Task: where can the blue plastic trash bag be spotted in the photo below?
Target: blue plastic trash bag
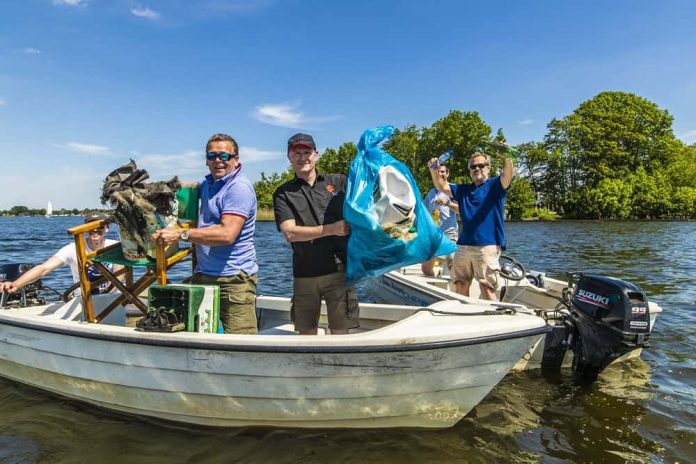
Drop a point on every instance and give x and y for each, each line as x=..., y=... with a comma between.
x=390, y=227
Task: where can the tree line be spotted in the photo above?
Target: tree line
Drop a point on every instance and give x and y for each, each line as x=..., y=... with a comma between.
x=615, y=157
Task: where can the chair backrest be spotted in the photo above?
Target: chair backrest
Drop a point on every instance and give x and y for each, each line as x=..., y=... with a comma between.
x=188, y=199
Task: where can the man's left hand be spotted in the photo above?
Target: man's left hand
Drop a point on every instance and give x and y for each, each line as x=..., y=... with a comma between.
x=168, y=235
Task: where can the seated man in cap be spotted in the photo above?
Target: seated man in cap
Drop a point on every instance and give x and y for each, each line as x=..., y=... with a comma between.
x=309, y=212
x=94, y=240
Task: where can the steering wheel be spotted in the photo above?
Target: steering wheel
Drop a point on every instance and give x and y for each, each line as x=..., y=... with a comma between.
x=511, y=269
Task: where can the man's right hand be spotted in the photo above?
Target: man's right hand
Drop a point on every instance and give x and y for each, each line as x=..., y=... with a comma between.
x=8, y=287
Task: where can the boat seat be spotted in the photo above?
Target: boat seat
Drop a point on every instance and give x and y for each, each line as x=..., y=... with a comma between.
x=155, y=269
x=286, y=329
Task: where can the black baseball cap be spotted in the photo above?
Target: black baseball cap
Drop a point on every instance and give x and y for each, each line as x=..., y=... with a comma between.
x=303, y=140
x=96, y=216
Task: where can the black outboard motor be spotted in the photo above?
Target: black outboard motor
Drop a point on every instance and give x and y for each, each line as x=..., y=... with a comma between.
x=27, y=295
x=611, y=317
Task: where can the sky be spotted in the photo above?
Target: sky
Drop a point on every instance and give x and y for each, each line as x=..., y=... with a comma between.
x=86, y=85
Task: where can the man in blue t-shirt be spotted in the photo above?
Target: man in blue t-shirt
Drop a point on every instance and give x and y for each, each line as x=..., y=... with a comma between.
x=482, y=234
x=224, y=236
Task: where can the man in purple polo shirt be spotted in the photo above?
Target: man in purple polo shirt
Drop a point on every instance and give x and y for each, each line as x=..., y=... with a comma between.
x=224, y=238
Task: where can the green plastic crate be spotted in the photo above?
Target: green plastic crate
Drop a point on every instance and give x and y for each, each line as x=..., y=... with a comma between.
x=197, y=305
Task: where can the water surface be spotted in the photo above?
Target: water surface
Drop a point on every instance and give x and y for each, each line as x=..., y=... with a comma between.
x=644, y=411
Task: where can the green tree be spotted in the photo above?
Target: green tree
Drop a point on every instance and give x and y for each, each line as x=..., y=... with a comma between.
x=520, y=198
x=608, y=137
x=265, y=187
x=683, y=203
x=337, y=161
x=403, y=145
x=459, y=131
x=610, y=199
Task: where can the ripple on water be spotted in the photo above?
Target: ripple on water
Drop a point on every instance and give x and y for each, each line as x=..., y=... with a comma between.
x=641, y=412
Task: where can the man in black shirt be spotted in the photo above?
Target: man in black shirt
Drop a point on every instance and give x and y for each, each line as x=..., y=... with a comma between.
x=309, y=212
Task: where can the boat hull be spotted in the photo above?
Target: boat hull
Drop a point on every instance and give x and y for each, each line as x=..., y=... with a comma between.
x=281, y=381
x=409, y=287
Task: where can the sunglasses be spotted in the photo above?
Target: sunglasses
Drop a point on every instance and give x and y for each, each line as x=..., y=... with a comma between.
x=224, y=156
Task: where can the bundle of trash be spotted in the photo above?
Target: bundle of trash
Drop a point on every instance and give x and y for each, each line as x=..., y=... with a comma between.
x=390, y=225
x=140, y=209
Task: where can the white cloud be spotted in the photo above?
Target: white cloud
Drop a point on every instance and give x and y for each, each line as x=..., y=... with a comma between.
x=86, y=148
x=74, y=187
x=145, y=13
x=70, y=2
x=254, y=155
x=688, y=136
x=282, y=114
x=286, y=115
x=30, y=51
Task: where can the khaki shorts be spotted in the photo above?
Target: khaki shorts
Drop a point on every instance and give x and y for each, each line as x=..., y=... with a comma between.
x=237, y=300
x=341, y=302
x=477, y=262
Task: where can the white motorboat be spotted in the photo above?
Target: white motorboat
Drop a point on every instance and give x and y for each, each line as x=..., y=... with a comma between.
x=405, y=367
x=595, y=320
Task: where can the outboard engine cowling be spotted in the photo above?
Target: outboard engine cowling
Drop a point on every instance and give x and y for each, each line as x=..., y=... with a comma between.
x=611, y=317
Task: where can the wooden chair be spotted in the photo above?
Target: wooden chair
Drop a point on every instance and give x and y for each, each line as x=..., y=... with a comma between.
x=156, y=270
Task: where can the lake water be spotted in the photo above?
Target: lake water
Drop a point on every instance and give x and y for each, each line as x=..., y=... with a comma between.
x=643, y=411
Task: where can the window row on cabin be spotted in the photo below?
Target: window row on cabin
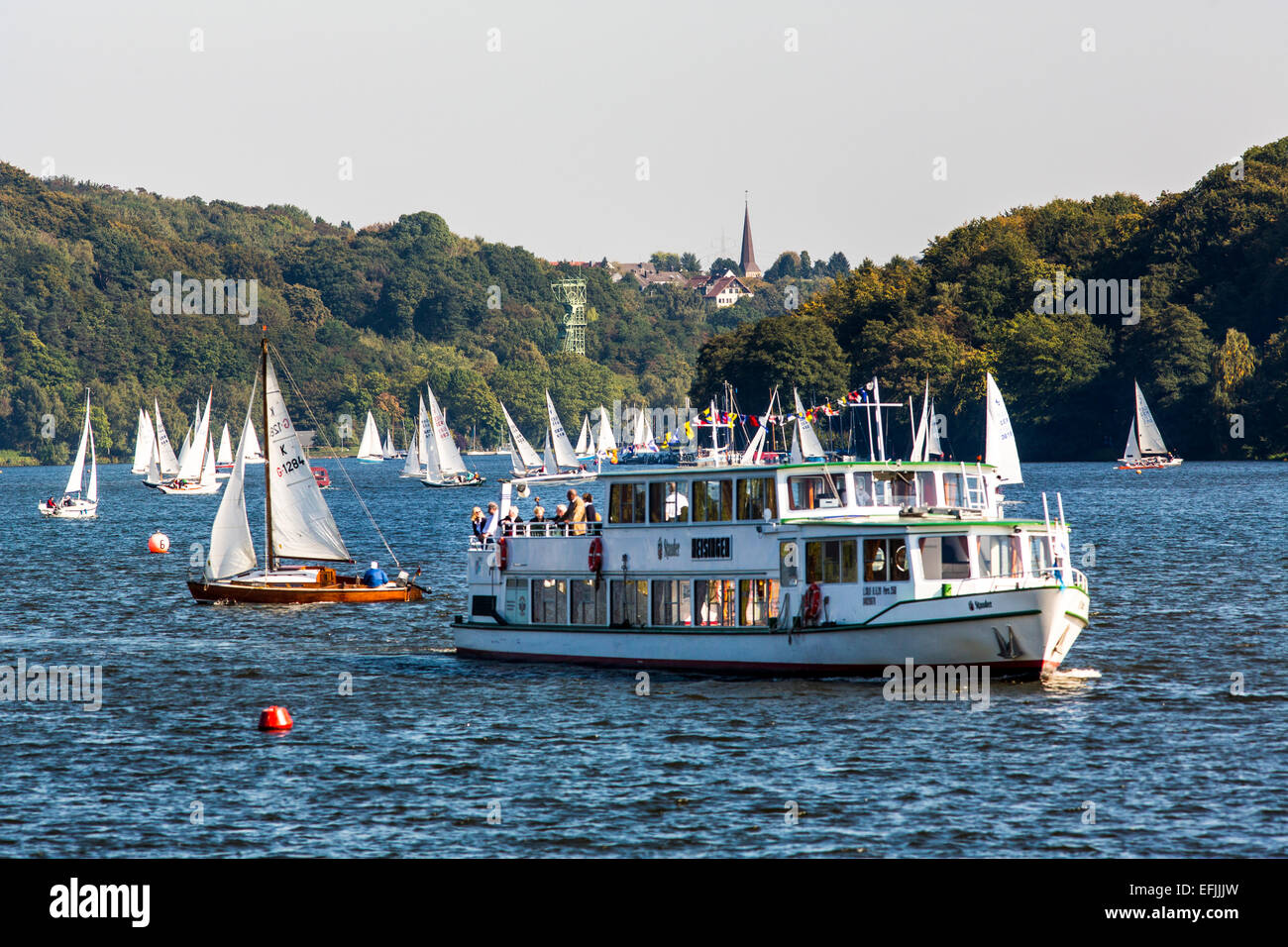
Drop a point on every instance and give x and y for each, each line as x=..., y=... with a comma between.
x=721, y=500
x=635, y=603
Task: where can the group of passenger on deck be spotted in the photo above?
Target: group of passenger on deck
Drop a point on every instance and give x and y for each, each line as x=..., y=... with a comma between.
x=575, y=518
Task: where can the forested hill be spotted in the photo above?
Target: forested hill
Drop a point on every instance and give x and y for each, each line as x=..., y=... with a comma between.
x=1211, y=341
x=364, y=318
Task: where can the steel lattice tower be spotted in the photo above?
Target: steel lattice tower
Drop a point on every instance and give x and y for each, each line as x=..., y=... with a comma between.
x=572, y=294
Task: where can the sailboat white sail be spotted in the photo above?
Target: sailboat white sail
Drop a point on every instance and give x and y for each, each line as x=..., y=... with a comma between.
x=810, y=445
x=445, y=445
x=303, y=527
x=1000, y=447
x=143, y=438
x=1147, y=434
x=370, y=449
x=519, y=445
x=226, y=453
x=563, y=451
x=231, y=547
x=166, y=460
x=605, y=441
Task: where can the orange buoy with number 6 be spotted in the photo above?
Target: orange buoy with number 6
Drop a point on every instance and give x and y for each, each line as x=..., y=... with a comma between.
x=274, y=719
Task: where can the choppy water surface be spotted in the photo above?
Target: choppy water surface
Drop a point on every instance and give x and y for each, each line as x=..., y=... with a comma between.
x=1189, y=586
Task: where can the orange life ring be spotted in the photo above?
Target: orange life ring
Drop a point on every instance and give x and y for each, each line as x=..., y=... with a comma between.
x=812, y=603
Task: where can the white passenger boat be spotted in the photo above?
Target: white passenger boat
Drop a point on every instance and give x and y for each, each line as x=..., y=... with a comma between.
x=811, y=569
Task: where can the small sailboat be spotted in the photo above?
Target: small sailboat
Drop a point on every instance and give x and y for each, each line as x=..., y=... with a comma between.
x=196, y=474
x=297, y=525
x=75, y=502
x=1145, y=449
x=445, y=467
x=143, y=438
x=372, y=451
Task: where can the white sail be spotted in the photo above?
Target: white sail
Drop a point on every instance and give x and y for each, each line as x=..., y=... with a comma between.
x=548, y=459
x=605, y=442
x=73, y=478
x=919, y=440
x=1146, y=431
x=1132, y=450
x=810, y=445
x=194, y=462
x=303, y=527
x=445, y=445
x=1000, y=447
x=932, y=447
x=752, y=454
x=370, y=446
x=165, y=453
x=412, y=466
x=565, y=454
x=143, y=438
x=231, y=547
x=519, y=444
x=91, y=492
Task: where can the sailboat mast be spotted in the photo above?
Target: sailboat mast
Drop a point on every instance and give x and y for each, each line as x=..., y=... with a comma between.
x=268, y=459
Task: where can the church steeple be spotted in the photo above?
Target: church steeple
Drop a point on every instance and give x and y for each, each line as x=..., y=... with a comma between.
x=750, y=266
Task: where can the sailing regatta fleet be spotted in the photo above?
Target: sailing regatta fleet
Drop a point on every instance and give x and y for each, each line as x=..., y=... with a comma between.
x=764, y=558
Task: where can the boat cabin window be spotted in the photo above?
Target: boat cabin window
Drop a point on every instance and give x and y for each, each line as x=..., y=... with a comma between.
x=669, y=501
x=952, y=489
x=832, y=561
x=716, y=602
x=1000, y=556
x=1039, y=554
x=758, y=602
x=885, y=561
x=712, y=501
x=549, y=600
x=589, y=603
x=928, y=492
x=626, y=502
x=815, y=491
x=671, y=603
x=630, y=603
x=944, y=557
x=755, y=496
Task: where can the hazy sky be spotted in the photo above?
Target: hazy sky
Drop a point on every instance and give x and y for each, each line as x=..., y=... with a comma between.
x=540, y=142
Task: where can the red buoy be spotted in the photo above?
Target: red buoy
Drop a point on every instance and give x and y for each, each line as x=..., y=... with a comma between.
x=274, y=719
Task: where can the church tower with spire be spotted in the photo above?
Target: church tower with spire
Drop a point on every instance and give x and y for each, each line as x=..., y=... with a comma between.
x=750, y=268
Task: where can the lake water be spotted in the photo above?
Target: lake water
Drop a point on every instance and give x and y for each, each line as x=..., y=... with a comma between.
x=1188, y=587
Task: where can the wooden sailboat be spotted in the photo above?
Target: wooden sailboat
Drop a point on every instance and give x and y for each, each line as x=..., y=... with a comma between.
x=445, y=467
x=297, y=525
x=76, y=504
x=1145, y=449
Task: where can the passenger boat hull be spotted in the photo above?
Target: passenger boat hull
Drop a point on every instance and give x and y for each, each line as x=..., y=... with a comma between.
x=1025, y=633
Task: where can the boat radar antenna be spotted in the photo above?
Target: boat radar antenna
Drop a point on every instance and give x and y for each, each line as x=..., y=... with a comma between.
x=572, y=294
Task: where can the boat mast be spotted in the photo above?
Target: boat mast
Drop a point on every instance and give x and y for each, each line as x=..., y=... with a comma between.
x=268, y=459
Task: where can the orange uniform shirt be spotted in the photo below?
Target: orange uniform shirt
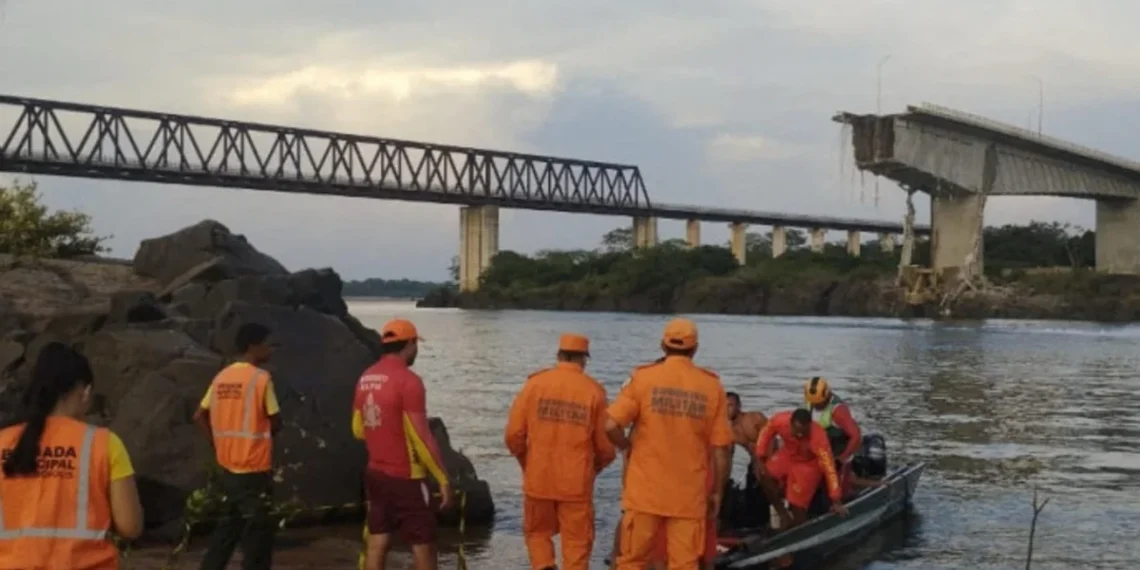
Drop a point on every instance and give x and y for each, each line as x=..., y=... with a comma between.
------------------------------
INSTRUCTION: Without the pictures, repeat exactly the lines running from the line containing "Task: where can the wooden sailboat" through the end of the data, both ends included.

PROBLEM SOLUTION:
Task: where can the wooden sailboat be spotted in the photo above?
Target: wooden sailboat
Drop a point on every instance and give x and y for each, each line as x=..., y=... with a comma between.
x=445, y=467
x=297, y=525
x=76, y=504
x=1145, y=449
Task: where can the passenger boat hull be spotted in the photo above?
Target: passenger boat hull
Drop a point on every instance and give x and y for each, each line as x=..., y=... with a comma between.
x=1025, y=633
Task: where can the boat radar antenna be spotted in the photo above?
Target: boat radar antenna
Drop a point on every instance and give x and y for each, each line as x=..., y=... with a comma between.
x=572, y=294
Task: where can the boat mast be spotted in the photo above?
Target: boat mast
Drop a point on every instance and give x and y for each, each line as x=..., y=... with a comma between.
x=268, y=459
Task: where can the orange uniform shirt be spotted in the photo below?
Target: orange uniform shirt
Drop a point on every instance and give x and y for each, each line as x=..., y=... with a comma between.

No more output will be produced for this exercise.